Recentemente un ragazzo, affetto da una rara malattia genetica, mi ha chiesto aiuto per essere ospite alle trasmissioni di Barbara D’Urso, per raccontare la sua convivenza con questa difficile patologia e sensibilizzare l’opinione pubblica.
“Come facciamo ad andare dalla D’Urso per lanciare un appello al ministro del lavoro Orlando?” mi hanno scritto i lavoratori di una grossa azienda, in crisi da anni e sul precipizio dei licenziamenti.
Sono soltanto gli ultimi esempi delle tante analoghe richieste che mi vengono sistematicamente rivolte.
Fino a poco tempo fa il desiderio era quello di finire su Striscia. Ora l’obiettivo è apparire nella vetrina della Barbarella nazionale.
Non entro nel merito della qualità di questi programmi di cosiddetto infotainment televisivo. Sono invece incuriosito dalla risonanza che hanno assunto.
Qualche anno fa, se volevi raccontare una tua vicenda personale, oppure denunciare un’ingiustizia, parlare della crisi della tua azienda, ti rivolgervi ad un avvocato, a un giornale, concedevi un’intervista ad un TG, aprivi una vertenza sindacale, ti appellavi a qualche associazione di consumatori, chiedervi aiuto a un prete…. Insomma, intraprendevi le canoniche vie per ottenere giustizia e visibilità.
Oggi il tribunale popolare è quello di Barbara D’Urso, o di analoghi programmi RAI.
Segno dei tempi? Mala tempora currunt…
Ma non per colpa di Barbara D’Urso, ma perché le vie di denuncia, normali e ordinarie, hanno perso credibilità.

__________

## Esercizi da svolgere:
**a)** Riscrivi il passaggio del brano tra "Qualche anno fa, se" e "analoghi programmi RAI.", estremi inclusi, mettendo "notaio" al posto di "avvocato".
**b)** A quali persone o enti, secondo il brano, ci si rivolgeva qualche anno fa per raccontare una vicenda personale o denunciare un'ingiustizia?
Le voci non servono per completare il lavoro.

__________

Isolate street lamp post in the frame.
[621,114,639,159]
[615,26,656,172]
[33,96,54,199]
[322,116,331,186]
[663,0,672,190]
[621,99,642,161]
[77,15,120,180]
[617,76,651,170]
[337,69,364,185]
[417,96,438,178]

__________

## Risultati per esercizio:
**a)**
Qualche anno fa, se volevi raccontare una tua vicenda personale, oppure denunciare un’ingiustizia, parlare della crisi della tua azienda, ti rivolgervi ad un notaio, a un giornale, concedevi un’intervista ad un TG, aprivi una vertenza sindacale, ti appellavi a qualche associazione di consumatori, chiedervi aiuto a un prete…. Insomma, intraprendevi le canoniche vie per ottenere giustizia e visibilità.
Oggi il tribunale popolare è quello di Barbara D’Urso, o di analoghi programmi RAI.

**b)**
- un avvocato
- un giornale
- un TG
- qualche associazione di consumatori
- un prete